**TASK:** Every record must be output verbatim in the reply.

**MATERIAL PROVIDED:**
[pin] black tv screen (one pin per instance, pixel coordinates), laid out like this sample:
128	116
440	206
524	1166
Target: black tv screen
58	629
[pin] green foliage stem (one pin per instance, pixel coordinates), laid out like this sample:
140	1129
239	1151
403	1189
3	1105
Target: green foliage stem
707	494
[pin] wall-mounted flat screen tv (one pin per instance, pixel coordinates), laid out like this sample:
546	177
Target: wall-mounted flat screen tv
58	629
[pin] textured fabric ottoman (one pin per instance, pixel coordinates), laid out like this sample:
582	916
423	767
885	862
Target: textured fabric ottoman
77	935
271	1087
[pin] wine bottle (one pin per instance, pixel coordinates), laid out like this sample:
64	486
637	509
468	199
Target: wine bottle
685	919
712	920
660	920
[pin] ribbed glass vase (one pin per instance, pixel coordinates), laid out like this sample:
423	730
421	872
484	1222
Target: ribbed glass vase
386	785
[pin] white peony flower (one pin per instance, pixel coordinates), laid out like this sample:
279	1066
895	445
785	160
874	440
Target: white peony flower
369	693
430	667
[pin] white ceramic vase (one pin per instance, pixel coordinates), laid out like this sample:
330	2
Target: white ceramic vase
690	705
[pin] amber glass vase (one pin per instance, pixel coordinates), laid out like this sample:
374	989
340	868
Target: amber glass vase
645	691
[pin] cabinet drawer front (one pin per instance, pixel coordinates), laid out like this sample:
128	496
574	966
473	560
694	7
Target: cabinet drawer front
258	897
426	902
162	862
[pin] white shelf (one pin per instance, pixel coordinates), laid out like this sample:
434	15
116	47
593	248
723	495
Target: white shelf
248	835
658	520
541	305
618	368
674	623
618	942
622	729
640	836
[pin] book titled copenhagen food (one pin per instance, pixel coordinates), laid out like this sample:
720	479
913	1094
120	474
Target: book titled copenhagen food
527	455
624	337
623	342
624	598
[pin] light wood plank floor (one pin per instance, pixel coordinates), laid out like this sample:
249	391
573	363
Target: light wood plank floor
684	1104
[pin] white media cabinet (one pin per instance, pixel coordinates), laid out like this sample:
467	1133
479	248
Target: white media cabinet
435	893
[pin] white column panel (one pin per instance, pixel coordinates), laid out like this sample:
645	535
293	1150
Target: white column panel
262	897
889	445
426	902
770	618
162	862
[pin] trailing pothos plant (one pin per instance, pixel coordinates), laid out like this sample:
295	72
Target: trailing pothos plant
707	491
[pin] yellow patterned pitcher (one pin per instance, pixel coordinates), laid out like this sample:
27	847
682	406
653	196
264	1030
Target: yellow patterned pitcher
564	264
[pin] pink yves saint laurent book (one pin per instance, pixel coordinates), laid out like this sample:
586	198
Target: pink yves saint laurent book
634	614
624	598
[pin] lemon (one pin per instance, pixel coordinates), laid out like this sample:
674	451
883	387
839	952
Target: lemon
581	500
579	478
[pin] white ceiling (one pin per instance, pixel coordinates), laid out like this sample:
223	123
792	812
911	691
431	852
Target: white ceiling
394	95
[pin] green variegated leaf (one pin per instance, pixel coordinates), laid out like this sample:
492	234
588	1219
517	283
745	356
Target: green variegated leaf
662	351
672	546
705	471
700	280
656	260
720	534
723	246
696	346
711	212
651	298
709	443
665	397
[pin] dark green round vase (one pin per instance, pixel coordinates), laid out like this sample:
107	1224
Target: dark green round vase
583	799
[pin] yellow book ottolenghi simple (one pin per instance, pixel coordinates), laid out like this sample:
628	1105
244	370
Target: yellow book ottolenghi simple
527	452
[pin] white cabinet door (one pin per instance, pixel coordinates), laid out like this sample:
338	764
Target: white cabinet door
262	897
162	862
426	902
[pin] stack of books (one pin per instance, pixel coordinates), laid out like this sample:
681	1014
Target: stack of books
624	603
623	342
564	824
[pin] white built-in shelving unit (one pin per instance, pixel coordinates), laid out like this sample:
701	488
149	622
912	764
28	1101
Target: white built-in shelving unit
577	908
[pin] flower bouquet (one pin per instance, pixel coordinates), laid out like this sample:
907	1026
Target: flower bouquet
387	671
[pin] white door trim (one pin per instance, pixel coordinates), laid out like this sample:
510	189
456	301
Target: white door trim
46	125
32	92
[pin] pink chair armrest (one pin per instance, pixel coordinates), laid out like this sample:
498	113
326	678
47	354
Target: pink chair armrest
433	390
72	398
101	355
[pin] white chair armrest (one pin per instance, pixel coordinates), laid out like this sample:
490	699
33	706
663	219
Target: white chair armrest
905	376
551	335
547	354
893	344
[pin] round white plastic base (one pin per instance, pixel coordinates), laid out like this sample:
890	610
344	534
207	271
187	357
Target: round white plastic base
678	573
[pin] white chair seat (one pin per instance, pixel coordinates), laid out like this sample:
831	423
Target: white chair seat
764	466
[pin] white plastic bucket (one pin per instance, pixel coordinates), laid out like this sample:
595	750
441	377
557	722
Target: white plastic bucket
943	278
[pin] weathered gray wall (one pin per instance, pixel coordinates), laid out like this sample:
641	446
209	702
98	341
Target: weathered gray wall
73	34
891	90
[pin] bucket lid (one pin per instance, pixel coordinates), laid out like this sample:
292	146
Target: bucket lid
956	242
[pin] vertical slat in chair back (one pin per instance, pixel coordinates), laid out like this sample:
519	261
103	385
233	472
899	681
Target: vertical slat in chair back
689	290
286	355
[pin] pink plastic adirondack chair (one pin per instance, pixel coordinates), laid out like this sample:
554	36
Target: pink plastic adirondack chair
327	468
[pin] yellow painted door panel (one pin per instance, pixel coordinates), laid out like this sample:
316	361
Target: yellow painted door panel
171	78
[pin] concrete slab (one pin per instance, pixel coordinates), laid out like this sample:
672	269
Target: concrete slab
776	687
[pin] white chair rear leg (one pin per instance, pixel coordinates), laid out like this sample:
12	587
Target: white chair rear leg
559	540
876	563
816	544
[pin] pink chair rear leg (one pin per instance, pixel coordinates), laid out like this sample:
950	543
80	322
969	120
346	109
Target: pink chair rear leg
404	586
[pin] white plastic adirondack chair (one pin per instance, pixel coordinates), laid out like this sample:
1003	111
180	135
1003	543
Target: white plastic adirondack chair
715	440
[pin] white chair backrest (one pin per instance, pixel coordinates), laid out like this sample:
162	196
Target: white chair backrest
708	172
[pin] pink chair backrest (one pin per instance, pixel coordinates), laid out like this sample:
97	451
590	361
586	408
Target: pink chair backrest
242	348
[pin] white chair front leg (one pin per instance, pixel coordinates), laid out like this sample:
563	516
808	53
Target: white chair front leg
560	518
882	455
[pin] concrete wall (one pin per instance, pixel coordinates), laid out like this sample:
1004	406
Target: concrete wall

**YOUR RESPONSE:**
[pin] black tv screen (one pin per instance, pixel coordinates), laid out like this sample:
128	116
440	206
524	1166
Target: black tv screen
58	629
[pin] green foliage stem (one pin per instance, pixel coordinates), laid out like this sample:
140	1129
239	1151
403	1189
3	1105
Target: green foliage stem
707	494
[pin] wall-mounted flat screen tv (one pin per instance, pixel coordinates), laid out like this sample:
546	177
Target: wall-mounted flat screen tv
58	629
[pin] textured fabric ottoman (one pin per instance, pixel coordinates), laid out like this sample:
582	916
423	767
885	862
Target: textured fabric ottoman
77	935
271	1087
[pin] wine bottle (one pin per instance, pixel coordinates), laid out like this sample:
64	486
637	509
468	199
Target: wine bottle
685	919
712	920
660	920
[pin] ribbed glass vase (one pin per instance, pixel coordinates), laid out like this sample:
423	730
421	872
484	1222
Target: ribbed glass vase
386	785
[pin] white peony flower (one pin per instance, pixel coordinates), laid out like this sample:
279	1066
895	445
785	160
874	440
Target: white peony flower
369	693
430	667
[pin] white ceramic vase (one pin per instance, pixel coordinates), laid out like this sample:
330	2
Target: white ceramic vase
690	705
[pin] amber glass vase (one pin per instance, pixel coordinates), laid out like this sample:
374	989
340	868
Target: amber glass vase
645	691
[pin] cabinet drawer front (one pin per instance, pixel coordinates), laid out like this sample:
128	496
574	966
473	560
694	7
Target: cabinet drawer front
258	897
426	902
162	862
[pin] white shelf (one pin per instance, pixel coordinates), laid out like this sample:
434	15
116	47
593	248
723	495
Target: white shelf
248	835
658	520
541	305
618	368
674	623
618	942
622	729
640	836
[pin] book titled copenhagen food (one pin per instance, pixel coordinates), laid out like this sample:
720	479
913	1094
120	474
Target: book titled copenhagen food
527	455
624	337
623	342
624	598
[pin] light wood plank floor (one pin per instance, pixel coordinates), laid out like this sample:
249	391
573	363
Target: light wood plank floor
684	1104
[pin] white media cabinet (one pin per instance, pixel coordinates), laid out like this sample:
467	1133
479	248
Target: white media cabinet
435	893
[pin] white column panel (one pin per instance, pixel coordinates), laid out like this sample:
645	535
293	1150
Target: white column panel
262	897
889	445
426	902
770	618
162	862
[pin] trailing pothos plant (one pin per instance, pixel coordinates), laid out like this sample:
295	72
Target: trailing pothos plant
707	491
[pin] yellow patterned pitcher (one pin per instance, pixel coordinates), laid out like this sample:
27	847
682	406
653	196
264	1030
Target: yellow patterned pitcher
564	264
[pin] pink yves saint laurent book (one pin per instance, pixel coordinates), laid out like this sample:
586	198
Target: pink yves saint laurent book
634	614
624	598
[pin] lemon (one pin per instance, pixel coordinates), laid out like this sample:
674	451
883	387
839	952
Target: lemon
581	500
579	478
[pin] white ceiling (one pin per instance, pixel coordinates), laid out like this sample:
223	123
792	812
911	691
431	852
Target: white ceiling
394	95
[pin] green variegated leaf (one pin per instance, pixel coordinates), laid out like this sample:
492	234
588	1219
517	283
745	356
Target: green variegated leaf
662	351
672	546
705	471
700	280
656	260
720	534
723	246
696	346
711	212
651	298
709	443
665	397
[pin] dark green round vase (one pin per instance, pixel coordinates), laid out like this sample:
107	1224
Target: dark green round vase
583	799
[pin] yellow book ottolenghi simple (one pin per instance, pixel coordinates), laid out like this sample:
628	1105
244	370
Target: yellow book ottolenghi simple
527	452
[pin] white cabinet door (one pin per instance, pixel coordinates), laid out like this sample:
338	764
Target: white cabinet door
262	897
162	862
426	902
[pin] stack of books (one pin per instance, pixel coordinates), laid out like this sample:
681	1014
Target: stack of books
624	603
623	342
564	824
[pin] white built-in shelving unit (one pin per instance, pixel coordinates), laid out like this sample:
701	488
149	622
912	764
28	1101
Target: white built-in shelving unit
577	908
[pin] flower bouquet (one pin per instance, pixel coordinates), laid out like this sample:
907	1026
Target: flower bouquet
387	671
[pin] white door trim (one pin per instance, pixel coordinates), laid out like this sample:
510	189
456	301
Target: white door trim
46	125
32	92
[pin] pink chair armrest (one pin per instance, pixel coordinates), laid out like this sample:
498	113
326	678
47	354
Target: pink chair armrest
433	390
72	398
101	355
[pin] white chair armrest (one pin per instance, pixel coordinates), laid out like this sample:
490	699
33	706
663	219
Target: white chair armrest
905	376
551	335
547	354
893	344
[pin] round white plastic base (one pin per instance, pixel coordinates), laid out like this sample:
890	610
344	534
207	271
187	357
Target: round white plastic base
678	573
[pin] white chair seat (one pin per instance, pixel coordinates), laid out like this sample:
831	423
Target: white chair seat
764	466
[pin] white plastic bucket (one pin per instance, pixel coordinates), laid out like this sample:
595	750
441	377
557	722
Target: white plastic bucket
943	278
[pin] weathered gray wall (one pin per instance, pixel coordinates), laid out like this sample:
641	446
209	702
98	341
Target: weathered gray wall
73	34
891	90
[pin] bucket lid (one pin per instance, pixel coordinates), laid out like this sample:
292	146
Target: bucket lid
956	242
[pin] vertical slat in chair back (one pin per instance, pixel coordinates), laid out like this sample:
519	261
103	385
233	472
899	681
Target: vertical slat in chair back
689	290
286	355
[pin] pink plastic adirondack chair (one pin per instance, pixel coordinates), laid out like this sample:
554	36
Target: pink plastic adirondack chair
327	468
[pin] yellow painted door panel (one pin per instance, pixel coordinates), laid out like this sample:
316	361
Target: yellow painted door panel
171	78
[pin] concrete slab (one pin per instance, pixel coordinates), laid out like this sample:
672	269
Target: concrete slab
776	687
[pin] white chair rear leg (one pin per instance, pixel coordinates), laid out like this sample:
12	587
Target: white chair rear leg
559	540
876	563
816	544
[pin] pink chair rear leg (one pin per instance, pixel coordinates), laid out like this sample:
950	543
80	322
969	120
346	109
Target: pink chair rear leg
404	586
[pin] white plastic adirondack chair (one pin per instance, pixel coordinates), laid out like this sample:
1003	111
180	135
1003	543
Target: white plastic adirondack chair
715	440
[pin] white chair backrest (one pin per instance, pixel coordinates), laid out like this sample:
162	196
Target: white chair backrest
708	172
[pin] pink chair backrest (one pin per instance, pixel coordinates), laid out like this sample:
97	451
590	361
586	408
Target: pink chair backrest
242	348
[pin] white chair front leg (one pin per instance, pixel coordinates), laid out like this sample:
563	516
808	53
Target: white chair front leg
560	518
882	455
[pin] concrete wall (one pin per instance, pixel coordinates), laid out like this sample:
1004	406
Target: concrete wall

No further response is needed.